(Referring expression pointing data)
######
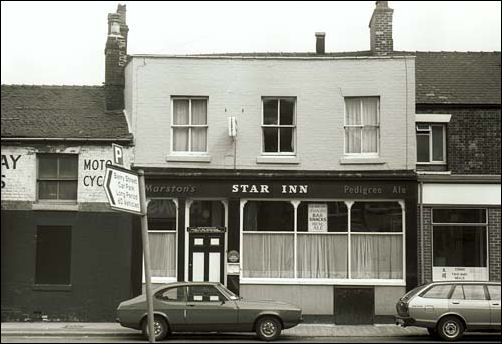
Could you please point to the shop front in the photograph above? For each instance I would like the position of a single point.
(325, 241)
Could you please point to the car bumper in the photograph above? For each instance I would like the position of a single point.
(405, 321)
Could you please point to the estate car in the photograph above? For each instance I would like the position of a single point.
(447, 309)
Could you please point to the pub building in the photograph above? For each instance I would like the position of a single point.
(285, 176)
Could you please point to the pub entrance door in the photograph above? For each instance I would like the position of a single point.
(206, 241)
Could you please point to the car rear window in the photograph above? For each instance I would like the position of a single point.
(441, 291)
(474, 292)
(494, 291)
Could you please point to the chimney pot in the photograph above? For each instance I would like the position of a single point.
(320, 46)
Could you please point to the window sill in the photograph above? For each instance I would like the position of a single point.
(359, 161)
(55, 206)
(188, 158)
(275, 159)
(52, 287)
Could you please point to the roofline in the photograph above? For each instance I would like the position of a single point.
(72, 139)
(251, 57)
(453, 178)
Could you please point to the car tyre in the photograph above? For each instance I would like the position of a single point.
(450, 328)
(159, 326)
(433, 332)
(268, 328)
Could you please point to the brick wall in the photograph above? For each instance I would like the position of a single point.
(494, 243)
(235, 87)
(473, 139)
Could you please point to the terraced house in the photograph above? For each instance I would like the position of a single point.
(336, 181)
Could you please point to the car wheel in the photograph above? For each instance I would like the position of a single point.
(450, 328)
(268, 328)
(159, 326)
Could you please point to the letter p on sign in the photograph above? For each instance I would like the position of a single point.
(118, 155)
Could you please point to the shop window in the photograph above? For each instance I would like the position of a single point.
(189, 125)
(431, 143)
(459, 238)
(279, 125)
(376, 240)
(268, 239)
(322, 240)
(362, 125)
(53, 264)
(162, 238)
(57, 177)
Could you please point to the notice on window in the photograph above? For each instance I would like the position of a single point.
(318, 217)
(448, 273)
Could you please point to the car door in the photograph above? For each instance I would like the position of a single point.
(470, 301)
(494, 291)
(172, 302)
(209, 310)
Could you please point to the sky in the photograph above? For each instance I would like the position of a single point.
(62, 43)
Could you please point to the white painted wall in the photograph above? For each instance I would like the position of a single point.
(461, 194)
(236, 86)
(19, 180)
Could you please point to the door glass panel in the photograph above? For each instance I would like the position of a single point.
(198, 266)
(214, 267)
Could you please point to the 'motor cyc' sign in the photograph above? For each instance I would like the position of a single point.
(122, 189)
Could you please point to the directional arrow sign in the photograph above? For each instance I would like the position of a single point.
(122, 189)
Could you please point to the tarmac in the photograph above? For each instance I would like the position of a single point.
(76, 329)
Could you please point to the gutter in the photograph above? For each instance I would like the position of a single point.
(70, 139)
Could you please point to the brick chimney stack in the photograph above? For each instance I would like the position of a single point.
(320, 45)
(381, 42)
(115, 59)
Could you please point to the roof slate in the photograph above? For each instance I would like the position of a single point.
(59, 112)
(457, 78)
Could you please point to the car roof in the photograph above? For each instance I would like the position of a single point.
(183, 284)
(463, 282)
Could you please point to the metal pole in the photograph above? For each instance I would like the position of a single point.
(146, 255)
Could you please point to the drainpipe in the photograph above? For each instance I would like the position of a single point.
(421, 204)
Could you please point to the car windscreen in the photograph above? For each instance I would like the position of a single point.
(412, 292)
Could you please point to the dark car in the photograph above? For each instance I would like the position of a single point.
(447, 309)
(207, 307)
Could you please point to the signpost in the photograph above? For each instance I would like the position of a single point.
(125, 191)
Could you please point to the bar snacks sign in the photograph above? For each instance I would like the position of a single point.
(318, 217)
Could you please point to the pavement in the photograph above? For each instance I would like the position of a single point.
(114, 329)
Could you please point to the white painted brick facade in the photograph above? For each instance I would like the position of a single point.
(236, 86)
(20, 184)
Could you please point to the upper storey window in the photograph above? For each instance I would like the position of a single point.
(362, 126)
(279, 126)
(189, 124)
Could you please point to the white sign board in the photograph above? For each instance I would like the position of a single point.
(122, 189)
(118, 155)
(318, 217)
(448, 273)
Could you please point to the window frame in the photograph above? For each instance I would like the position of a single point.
(278, 126)
(58, 179)
(361, 126)
(428, 132)
(461, 224)
(190, 126)
(164, 279)
(322, 281)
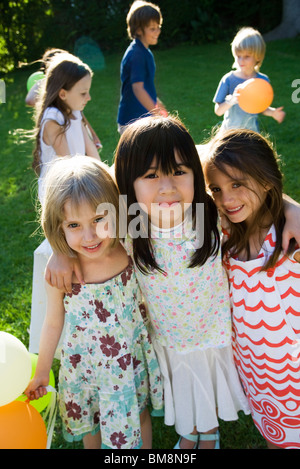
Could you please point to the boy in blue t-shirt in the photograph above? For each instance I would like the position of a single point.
(138, 94)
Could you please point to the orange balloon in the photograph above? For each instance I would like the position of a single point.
(21, 427)
(255, 95)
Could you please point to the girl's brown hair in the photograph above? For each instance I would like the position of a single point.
(253, 156)
(63, 72)
(161, 137)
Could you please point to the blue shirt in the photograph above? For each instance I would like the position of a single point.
(137, 65)
(235, 117)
######
# AIM OF THE TASK
Only text belongs in the copy: repeat each line of the data exactly and leave out the pictures.

# SOLUTION TO THIS TASK
Could you please point to the shop front in the photograph above? For each instance I would like the position of a single point.
(325, 241)
Could you please point to the car bumper in the photograph above? For each instance I would like the position of a single point.
(405, 321)
Could you please point to the estate car in the photograph above? For each instance I would like the position of a single point.
(447, 309)
Could you please point to the pub building in the photograph above? For each instance I would like the position of a single point.
(285, 176)
Could you please point to the pub entrance door in the photograph above? For each instance I would like the position of a single point.
(206, 241)
Could you please point to the car rear window in the photograph above? For each instance I would like the position of a single point.
(441, 291)
(474, 292)
(494, 291)
Could you please point to the chimney pot in the photograph above? For each instance I would like the position of a single point.
(320, 46)
Could you please point to the window sill in the photograph above? For each instance I would like the position of a single point.
(359, 161)
(55, 206)
(188, 158)
(275, 159)
(52, 287)
Could you please point to the roofline in the photograph above? For each instance I would like the position of a single point.
(72, 139)
(251, 57)
(453, 178)
Could you please point to the car tyre in the photograph above? For each instance I would like the position of a single point.
(450, 328)
(159, 326)
(433, 332)
(268, 328)
Could you please point to the brick wall in the photograph above? For each instance I would like the position of a single point.
(494, 243)
(235, 87)
(473, 139)
Could you please point to the terraced house in the photograph above? For each instance I would like the position of a single point.
(336, 181)
Could you please point to the car wheel in the photograph above? For each instance I would like the position of a single point.
(450, 328)
(268, 328)
(159, 326)
Could you please point to the letter p on sign in the photograph above? For each instance I would like the position of a single point.
(118, 155)
Could you please point to the shop window in the photograph above? For each instance I would like the position of a single point.
(189, 125)
(431, 143)
(459, 238)
(279, 125)
(376, 240)
(268, 239)
(322, 240)
(362, 125)
(53, 264)
(162, 238)
(57, 177)
Could you please point to the notice on window in the photograph above? For each instance I would like the position of a single point.
(318, 217)
(448, 273)
Could you please point to the car door in the photograph above? For each instance I would like the position of a single point.
(470, 301)
(494, 291)
(172, 302)
(209, 310)
Could you please point to the sky in the photograph above? For each instance I would like the position of a single point.
(62, 43)
Could you please point to the white painted wall in the photograph above? For each instance I would like the position of a single point.
(461, 194)
(236, 86)
(19, 180)
Could you please point to the door glass panel in the photograph above? For each instance I would like the position of a single point.
(198, 266)
(214, 267)
Could you please point to the 'motor cyc' sign in the photograph above? For each instance I would like the position of a single point.
(122, 189)
Could you please point to the directional arrow sign in the photograph above? For each instance I would like the position of a single point.
(122, 189)
Could you please point to the tarmac in the photograph above? For each instance I would like the position of a single point.
(76, 329)
Could you please point to the gutter in the photograph above? For each instance I would like the position of a single point.
(70, 139)
Could you please point to the brick chimney stack in the photograph above? For each instance I would like the position of a single point.
(320, 45)
(381, 42)
(115, 59)
Could you please point to the roof slate in the photograph above? For each instance I would like the position of a single point.
(59, 112)
(457, 78)
Could you please point to the car roof in the photograph above? For each instance I would like the position of a single point.
(183, 284)
(463, 282)
Could you please point to the metal pole in the photograph above? For each instance I would like the position of a single point.
(146, 255)
Could you please point to the drainpipe in the photograph above? For each instance I would like the position of a single point.
(421, 204)
Could you please point to the car windscreen in the photograph above? For each instance I would like the position of a single point.
(412, 292)
Could you please point to the dark car in the photograph above? For each instance I would like the position of a single point.
(447, 309)
(207, 307)
Could you please point to the signpost in the photograph above? For each instance I would like the position of a single point.
(125, 191)
Could you please point to the bar snacks sign in the photograph above? For each instance I would like the position of a single point.
(318, 217)
Could you please point to the pavement in the photograph above? For each instance I would like the position of a single point.
(114, 329)
Could you please point to the white painted brick facade in the photograph above? For each instance I would like the position of a single point.
(236, 86)
(20, 184)
Could you please point to the upper storey window in the photograph above? For each instance I would like the position of a single point.
(362, 126)
(279, 126)
(189, 124)
Could you please point to the white sign board in the photograph above? For each instance I would like the position of a single point.
(122, 189)
(118, 155)
(318, 217)
(448, 273)
Could you please point to the window frame in the photograph above? For each instance I would like the position of a single point.
(278, 126)
(58, 179)
(361, 126)
(428, 132)
(461, 224)
(190, 126)
(164, 279)
(322, 281)
Could you please point to the boy in blue t-shirt in the photograph above? For each instance I would like the position of a single point.
(138, 94)
Could you please point to the orange balloon in the photograph above? For each instance I would like the position of a single point.
(21, 427)
(255, 95)
Could you please point to the girl's brown hair in the photograph above? For each instance I would like the position of a single point.
(253, 156)
(63, 72)
(161, 137)
Could you please point to the blue shirt in the photograph above? For each instance I would like the position of a single point.
(137, 65)
(235, 117)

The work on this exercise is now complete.